■ What you need to do ■
The listing is to be repeated exactly, and its pictures are to be left out.
** Records for this task follows **
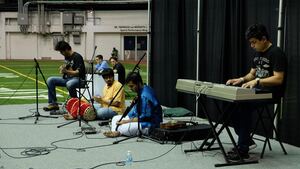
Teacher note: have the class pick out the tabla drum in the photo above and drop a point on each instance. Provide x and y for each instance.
(86, 110)
(70, 103)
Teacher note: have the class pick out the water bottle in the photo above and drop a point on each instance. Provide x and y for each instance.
(129, 159)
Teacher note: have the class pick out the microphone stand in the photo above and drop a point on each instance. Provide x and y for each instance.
(92, 74)
(36, 113)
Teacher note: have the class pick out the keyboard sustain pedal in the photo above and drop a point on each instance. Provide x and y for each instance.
(88, 130)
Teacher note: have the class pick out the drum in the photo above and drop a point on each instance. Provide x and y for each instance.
(86, 110)
(70, 103)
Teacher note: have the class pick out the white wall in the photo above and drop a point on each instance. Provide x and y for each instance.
(105, 30)
(105, 43)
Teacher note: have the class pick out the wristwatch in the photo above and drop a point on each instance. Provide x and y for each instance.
(257, 81)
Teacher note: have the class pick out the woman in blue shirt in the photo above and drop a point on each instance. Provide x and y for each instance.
(146, 112)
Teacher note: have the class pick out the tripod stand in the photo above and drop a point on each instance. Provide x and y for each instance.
(36, 113)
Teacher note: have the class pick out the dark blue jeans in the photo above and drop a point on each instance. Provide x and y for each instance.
(242, 123)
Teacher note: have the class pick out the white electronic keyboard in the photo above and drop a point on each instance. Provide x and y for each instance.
(219, 90)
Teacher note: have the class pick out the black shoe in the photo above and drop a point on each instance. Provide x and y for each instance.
(51, 107)
(252, 145)
(235, 157)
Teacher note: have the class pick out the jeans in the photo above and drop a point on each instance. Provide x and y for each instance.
(242, 123)
(71, 84)
(104, 113)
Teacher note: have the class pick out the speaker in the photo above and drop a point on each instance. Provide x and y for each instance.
(188, 133)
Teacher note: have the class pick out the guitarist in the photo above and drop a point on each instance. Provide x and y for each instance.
(73, 74)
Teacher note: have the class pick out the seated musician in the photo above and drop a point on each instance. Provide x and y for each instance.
(147, 110)
(73, 71)
(100, 64)
(267, 73)
(104, 109)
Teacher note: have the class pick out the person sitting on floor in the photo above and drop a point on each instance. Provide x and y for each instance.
(147, 111)
(104, 108)
(101, 64)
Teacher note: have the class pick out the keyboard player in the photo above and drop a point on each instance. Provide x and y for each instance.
(267, 73)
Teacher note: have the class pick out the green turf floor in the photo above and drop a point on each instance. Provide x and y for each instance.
(18, 85)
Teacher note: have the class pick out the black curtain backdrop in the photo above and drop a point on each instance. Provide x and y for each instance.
(224, 52)
(173, 54)
(289, 123)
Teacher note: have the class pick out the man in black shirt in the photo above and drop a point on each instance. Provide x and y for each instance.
(119, 68)
(73, 74)
(268, 71)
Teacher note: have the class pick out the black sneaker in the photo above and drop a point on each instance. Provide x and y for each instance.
(252, 145)
(51, 107)
(235, 157)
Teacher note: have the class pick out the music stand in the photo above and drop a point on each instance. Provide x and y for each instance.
(36, 113)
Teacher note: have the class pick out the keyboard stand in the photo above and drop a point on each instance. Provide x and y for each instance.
(223, 121)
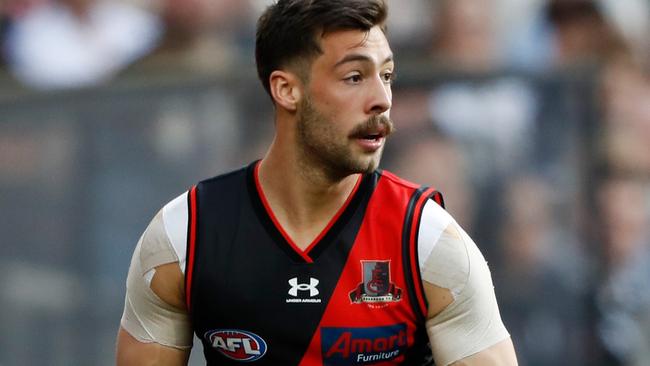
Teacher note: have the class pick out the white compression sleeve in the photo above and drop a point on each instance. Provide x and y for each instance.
(471, 323)
(147, 317)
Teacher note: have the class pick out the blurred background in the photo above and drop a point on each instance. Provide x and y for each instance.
(531, 116)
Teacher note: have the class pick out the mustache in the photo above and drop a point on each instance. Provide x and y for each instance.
(374, 124)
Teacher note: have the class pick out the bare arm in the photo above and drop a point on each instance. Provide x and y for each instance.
(502, 353)
(131, 352)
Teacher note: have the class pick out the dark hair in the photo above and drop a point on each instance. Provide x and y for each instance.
(288, 30)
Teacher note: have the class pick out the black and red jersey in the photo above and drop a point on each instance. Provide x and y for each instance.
(353, 297)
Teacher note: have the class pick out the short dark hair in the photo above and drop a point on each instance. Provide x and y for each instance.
(288, 30)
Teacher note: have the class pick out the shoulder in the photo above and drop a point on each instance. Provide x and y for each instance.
(165, 238)
(471, 322)
(394, 179)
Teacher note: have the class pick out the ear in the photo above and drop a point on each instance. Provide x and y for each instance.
(286, 89)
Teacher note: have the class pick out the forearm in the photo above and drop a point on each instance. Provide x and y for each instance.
(131, 352)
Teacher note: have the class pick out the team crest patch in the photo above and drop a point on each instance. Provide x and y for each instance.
(238, 345)
(376, 289)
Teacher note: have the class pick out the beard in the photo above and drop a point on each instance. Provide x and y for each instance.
(322, 145)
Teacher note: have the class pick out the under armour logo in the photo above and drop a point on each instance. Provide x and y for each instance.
(311, 287)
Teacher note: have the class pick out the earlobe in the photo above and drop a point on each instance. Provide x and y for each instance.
(285, 89)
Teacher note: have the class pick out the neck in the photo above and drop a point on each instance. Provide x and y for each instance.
(303, 195)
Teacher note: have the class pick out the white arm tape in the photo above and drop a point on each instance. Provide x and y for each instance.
(471, 323)
(147, 317)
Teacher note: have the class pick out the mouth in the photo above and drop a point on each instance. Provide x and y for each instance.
(375, 134)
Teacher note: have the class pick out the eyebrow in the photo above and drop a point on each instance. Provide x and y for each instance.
(359, 57)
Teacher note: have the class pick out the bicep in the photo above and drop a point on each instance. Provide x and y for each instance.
(131, 352)
(464, 319)
(154, 311)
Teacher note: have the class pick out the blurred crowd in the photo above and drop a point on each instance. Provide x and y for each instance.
(553, 182)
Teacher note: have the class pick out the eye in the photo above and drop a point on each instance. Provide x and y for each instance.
(388, 77)
(353, 79)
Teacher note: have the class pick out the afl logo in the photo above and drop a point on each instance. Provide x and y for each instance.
(238, 345)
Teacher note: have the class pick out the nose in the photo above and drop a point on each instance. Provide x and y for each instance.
(380, 96)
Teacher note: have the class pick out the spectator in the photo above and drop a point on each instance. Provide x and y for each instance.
(624, 300)
(75, 43)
** End of Records for this task **
■ Expected answer ■
Teacher note: have the class pick out the tabla drum in the photo above and drop a point on each instance. Provide x and y for each instance.
(86, 110)
(70, 103)
Teacher note: have the class pick out the water bottle in the photo above and drop a point on each instance. Provide x and y for each instance.
(129, 159)
Teacher note: have the class pick out the microphone stand in the photo above and drop a point on each instance. Provide x and y for each instance.
(92, 74)
(36, 113)
Teacher note: have the class pick out the keyboard sustain pedal in the photo above and drop a point on each instance. Provide x and y for each instance.
(88, 130)
Teacher note: have the class pick out the drum in the photo above and drop a point on each instance. Provide x and y for each instance.
(86, 110)
(70, 103)
Teacher note: have the class pick out the white wall in the photo above and drop a point on each instance. Provide x and y for each instance.
(105, 30)
(105, 43)
Teacher note: have the class pick out the wristwatch in the photo above and drop a point on each instance. Provide x and y for each instance.
(257, 81)
Teacher note: have the class pick out the woman in blue shirt in the photo above and drop a point on each instance. Provide x and y for each instance.
(146, 112)
Teacher note: have the class pick out the tripod stand in the photo above and drop a point on each instance. Provide x and y for each instance.
(36, 113)
Teacher note: have the class pick out the dark blue jeans in the photo above and drop a point on each instance. Provide x and y for each instance.
(242, 123)
Teacher note: have the class pick out the white electronic keyboard in the photo above and drop a point on each instance. Provide x and y for each instance.
(219, 90)
Teacher note: have the class pick out the black shoe in the photo above and drop a point on each instance. Provide x and y for each instance.
(51, 107)
(252, 145)
(235, 157)
Teacher note: have the class pick out the jeans in the photo above and drop a point on each instance. Provide x and y for each instance.
(242, 123)
(71, 84)
(104, 113)
Teacher note: have the class pick out the speaker in the photo above and drop a point on each instance. Provide x and y for each instance.
(188, 133)
Teacher note: have the class pick out the guitarist in the photo above and drop a point on each instance. Provide x and y for each instance.
(73, 74)
Teacher note: have the class pick out the seated musician in the photo above and drop a point on each instance. Provide x and y for each instance.
(147, 110)
(73, 71)
(100, 64)
(267, 73)
(104, 109)
Teacher note: have the class pick out the person sitting on floor in the photo above and drop a point on each instance. Provide x and y for each instance.
(147, 111)
(104, 108)
(101, 64)
Teacher note: have the class pick out the keyboard player in the photo above and drop a point on each instance. Provide x and y for each instance.
(267, 73)
Teacher note: have the class pick out the green turf floor in the photo above and drop a point on each instance. Provide x and y for each instance.
(18, 85)
Teacher note: have the class pick out the black curtain backdrop in the photo above and drop a point on each instance. Provide x and y for each instance.
(224, 52)
(173, 54)
(289, 123)
Teacher note: have the class pick out the man in black shirt in the photo above and drop a point on each instance. Provide x and y for each instance.
(119, 68)
(73, 74)
(268, 71)
Teacher note: have the class pick out the black sneaker in the photo above and drop a point on each instance. Provide x and y for each instance.
(252, 145)
(51, 107)
(235, 157)
Teacher note: have the class pick out the music stand in the photo above and drop a point on each instance. Provide x and y for each instance.
(36, 113)
Teacher note: have the class pick out the keyboard stand in the photo above and drop a point on each instance. Provide x and y for each instance.
(223, 121)
Teacher note: have the class pick out the white compression sleeve in the photo above and drop a point on each instance. Provide x and y for each instance.
(471, 323)
(147, 317)
Teacher note: have the class pick out the blurred background in the photo above and drop a point on each instance. Provide x and y for each instance.
(531, 116)
Teacher note: have the class pick out the mustache in the photo above and drop a point on each instance. Provide x and y for each instance.
(374, 124)
Teacher note: have the class pick out the bare arm in the photo above and drop a point on each instance. Provide x and y for each instance.
(502, 353)
(131, 352)
Teacher note: have the class pick out the dark hair in the photo above and drop a point on each instance. Provide x and y for each instance.
(288, 30)
Teacher note: have the class pick out the black and red jersey in the photo above and drop a point on each instance. Provide x and y for each instance.
(353, 297)
Teacher note: have the class pick out the short dark hair in the photo above and drop a point on each instance. Provide x and y for each instance.
(288, 30)
Teacher note: have the class pick out the shoulder in the photo above and drop a point on each instance. Provide x and y for each instance.
(165, 238)
(471, 322)
(394, 179)
Teacher note: have the class pick out the ear in the photo above and drop a point on each instance. Provide x and y for each instance.
(286, 89)
Teacher note: have the class pick out the forearm in the photo above and drop a point on each instance. Provide x and y for each instance.
(131, 352)
Teacher note: have the class pick out the team crest patch in the photo above and drop a point on each instance. Provide x and y for each instance.
(238, 345)
(376, 289)
Teacher note: have the class pick out the beard in the photo above and drop a point on each instance. Provide x and y for each instance.
(322, 145)
Teacher note: have the class pick out the under armour logo in the photo above and drop a point on each instance. Provide x and y for each instance.
(311, 287)
Teacher note: have the class pick out the earlobe in the photo above and drop a point on each instance. Provide x and y for each instance.
(285, 89)
Teacher note: have the class pick out the neck in the photo above and drop a point on each instance. Provide x and y for each instance.
(303, 195)
Teacher note: have the class pick out the white arm tape in the photo above and drop a point on each instance. Provide x and y for each instance.
(471, 323)
(147, 317)
Teacher note: have the class pick out the mouth in the photo above and drop a point on each instance. Provide x and y for each instance.
(375, 134)
Teacher note: have the class pick out the eyebrow in the photo above and drop a point on each instance. Provide x and y for each instance.
(359, 57)
Teacher note: have the class pick out the bicep in the photo above and drop a point on each instance. Provide x and y for each instance.
(131, 352)
(464, 319)
(154, 311)
Teacher note: have the class pick out the blurred crowd in the photo above and drop a point on each instance. Provide x and y for each instance.
(553, 182)
Teacher note: have the class pick out the eye in the photo above and drop a point on each instance. Provide x and y for each instance.
(388, 77)
(353, 79)
Teacher note: have the class pick out the afl logo in the photo above and drop a point on each instance. Provide x and y for each instance.
(238, 345)
Teacher note: have the class pick out the nose in the photo above and drop a point on each instance. Provide x and y for each instance.
(380, 96)
Teacher note: have the class pick out the spectator in the photo above and drop a point on each instance. Provide x and y for each instance.
(624, 300)
(75, 43)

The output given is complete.